*** Material for the task ***

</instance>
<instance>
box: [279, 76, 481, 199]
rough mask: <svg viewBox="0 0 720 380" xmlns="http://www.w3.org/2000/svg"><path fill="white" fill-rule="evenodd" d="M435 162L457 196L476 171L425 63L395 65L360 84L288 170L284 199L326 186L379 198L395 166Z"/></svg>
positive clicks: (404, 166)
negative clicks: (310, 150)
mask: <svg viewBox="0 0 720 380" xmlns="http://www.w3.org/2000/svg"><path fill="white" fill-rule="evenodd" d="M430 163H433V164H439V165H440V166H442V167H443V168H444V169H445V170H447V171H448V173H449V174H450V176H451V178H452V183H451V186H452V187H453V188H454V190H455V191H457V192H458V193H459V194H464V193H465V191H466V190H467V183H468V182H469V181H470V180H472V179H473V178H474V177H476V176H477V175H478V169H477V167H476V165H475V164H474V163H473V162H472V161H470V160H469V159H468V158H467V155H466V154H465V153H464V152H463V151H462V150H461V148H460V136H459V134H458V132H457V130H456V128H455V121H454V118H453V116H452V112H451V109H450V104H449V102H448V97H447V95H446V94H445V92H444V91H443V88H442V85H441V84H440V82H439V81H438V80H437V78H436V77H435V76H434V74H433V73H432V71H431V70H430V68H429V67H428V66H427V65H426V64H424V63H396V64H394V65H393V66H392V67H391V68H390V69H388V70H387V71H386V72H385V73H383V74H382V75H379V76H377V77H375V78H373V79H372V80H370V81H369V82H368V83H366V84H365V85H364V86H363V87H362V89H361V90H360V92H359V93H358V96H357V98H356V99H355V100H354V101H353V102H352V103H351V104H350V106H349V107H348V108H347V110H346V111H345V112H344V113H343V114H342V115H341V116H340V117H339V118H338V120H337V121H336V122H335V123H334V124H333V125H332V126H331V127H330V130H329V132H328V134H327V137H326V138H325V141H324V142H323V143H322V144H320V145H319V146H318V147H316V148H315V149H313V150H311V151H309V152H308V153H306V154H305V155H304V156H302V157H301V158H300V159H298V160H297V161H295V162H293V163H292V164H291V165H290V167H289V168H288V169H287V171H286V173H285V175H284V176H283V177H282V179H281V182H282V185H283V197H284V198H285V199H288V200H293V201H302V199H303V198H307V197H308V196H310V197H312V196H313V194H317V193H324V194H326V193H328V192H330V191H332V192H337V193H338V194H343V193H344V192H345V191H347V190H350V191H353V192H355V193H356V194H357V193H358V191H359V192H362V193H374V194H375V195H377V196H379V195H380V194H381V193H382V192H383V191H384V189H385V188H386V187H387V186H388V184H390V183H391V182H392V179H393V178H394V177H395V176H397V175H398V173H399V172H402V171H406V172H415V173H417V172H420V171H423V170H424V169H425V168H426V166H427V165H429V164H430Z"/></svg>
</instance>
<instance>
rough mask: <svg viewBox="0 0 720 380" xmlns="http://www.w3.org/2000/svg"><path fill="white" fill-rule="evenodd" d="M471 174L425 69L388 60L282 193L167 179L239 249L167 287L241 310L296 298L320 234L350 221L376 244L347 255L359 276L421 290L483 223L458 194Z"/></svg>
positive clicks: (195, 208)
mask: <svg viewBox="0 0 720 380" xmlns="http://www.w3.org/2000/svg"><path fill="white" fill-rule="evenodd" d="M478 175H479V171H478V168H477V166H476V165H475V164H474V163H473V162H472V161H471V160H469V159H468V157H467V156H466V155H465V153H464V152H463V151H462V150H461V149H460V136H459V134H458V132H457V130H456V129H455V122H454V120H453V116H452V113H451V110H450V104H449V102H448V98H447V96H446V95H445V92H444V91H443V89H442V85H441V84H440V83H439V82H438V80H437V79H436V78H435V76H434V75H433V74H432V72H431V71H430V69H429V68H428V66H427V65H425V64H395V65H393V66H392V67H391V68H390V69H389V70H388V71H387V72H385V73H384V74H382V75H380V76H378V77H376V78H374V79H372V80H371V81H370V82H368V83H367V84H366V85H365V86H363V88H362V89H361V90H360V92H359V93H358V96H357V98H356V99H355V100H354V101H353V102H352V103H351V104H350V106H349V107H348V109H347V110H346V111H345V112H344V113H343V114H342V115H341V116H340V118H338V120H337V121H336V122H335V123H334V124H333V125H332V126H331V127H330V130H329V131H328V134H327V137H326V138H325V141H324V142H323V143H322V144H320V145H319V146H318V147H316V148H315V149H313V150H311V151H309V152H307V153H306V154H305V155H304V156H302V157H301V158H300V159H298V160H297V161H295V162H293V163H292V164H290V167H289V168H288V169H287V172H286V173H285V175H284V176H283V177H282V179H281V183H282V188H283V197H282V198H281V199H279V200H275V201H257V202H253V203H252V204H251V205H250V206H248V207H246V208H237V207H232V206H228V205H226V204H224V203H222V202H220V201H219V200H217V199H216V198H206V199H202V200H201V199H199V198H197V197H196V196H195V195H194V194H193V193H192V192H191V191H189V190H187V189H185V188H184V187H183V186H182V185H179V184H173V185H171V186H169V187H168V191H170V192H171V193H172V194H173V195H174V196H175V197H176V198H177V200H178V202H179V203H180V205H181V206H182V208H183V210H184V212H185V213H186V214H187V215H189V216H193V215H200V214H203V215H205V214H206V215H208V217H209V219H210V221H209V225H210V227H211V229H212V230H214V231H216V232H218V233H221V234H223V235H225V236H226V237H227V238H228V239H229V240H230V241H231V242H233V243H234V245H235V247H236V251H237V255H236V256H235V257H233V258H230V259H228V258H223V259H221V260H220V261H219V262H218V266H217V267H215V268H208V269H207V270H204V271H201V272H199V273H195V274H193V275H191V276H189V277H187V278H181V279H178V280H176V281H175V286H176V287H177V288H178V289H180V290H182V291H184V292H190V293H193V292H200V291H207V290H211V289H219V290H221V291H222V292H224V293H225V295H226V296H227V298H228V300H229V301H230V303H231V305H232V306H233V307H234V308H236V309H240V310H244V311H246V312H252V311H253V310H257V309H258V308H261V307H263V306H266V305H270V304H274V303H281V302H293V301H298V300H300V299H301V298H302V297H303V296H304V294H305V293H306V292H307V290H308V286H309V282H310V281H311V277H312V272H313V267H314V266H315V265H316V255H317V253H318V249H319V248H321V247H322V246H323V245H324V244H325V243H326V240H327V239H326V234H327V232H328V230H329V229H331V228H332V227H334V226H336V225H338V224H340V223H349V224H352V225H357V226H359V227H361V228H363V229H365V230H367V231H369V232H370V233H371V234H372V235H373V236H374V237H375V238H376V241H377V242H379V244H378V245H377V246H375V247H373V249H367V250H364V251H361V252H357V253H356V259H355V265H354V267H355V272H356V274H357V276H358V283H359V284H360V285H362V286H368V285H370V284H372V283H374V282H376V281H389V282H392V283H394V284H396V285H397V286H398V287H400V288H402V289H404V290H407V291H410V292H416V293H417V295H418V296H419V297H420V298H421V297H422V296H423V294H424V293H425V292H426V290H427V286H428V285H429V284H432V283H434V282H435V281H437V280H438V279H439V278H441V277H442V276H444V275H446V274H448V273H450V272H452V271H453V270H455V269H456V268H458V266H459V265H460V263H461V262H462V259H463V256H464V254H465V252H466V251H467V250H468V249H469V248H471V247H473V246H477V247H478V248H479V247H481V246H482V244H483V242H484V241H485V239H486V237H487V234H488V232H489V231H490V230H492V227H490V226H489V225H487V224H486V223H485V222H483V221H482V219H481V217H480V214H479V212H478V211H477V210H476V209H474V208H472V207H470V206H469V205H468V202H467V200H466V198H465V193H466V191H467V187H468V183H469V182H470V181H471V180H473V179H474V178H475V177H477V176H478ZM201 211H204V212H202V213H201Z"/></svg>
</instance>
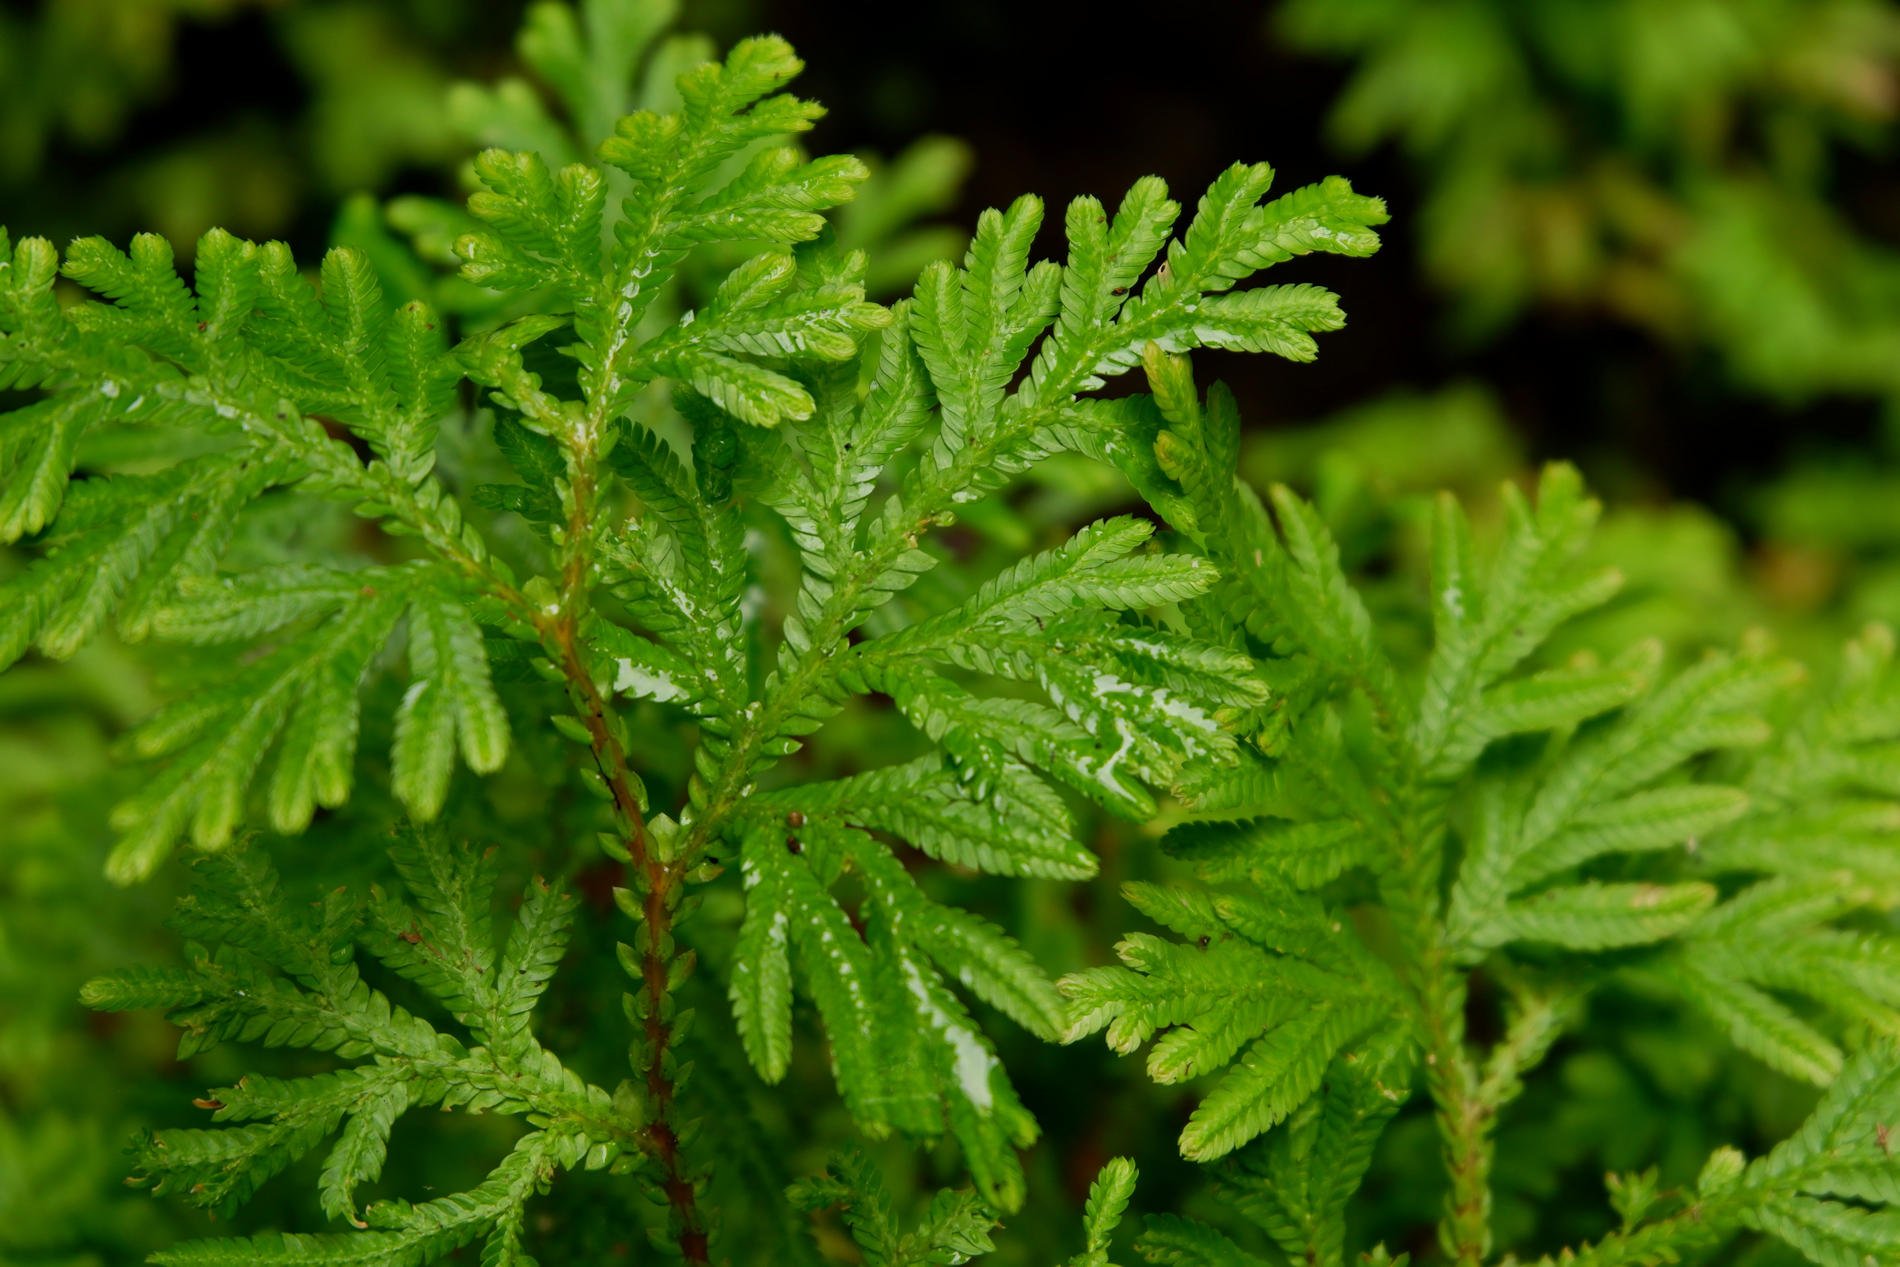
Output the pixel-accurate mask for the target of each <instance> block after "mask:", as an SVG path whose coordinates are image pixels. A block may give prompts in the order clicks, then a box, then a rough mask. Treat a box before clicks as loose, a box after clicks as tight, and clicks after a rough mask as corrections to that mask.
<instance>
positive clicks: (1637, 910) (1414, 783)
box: [1062, 348, 1900, 1267]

***

= Exercise directions =
Find out how many lines above hold "rough". Write only the number.

= Exercise answer =
3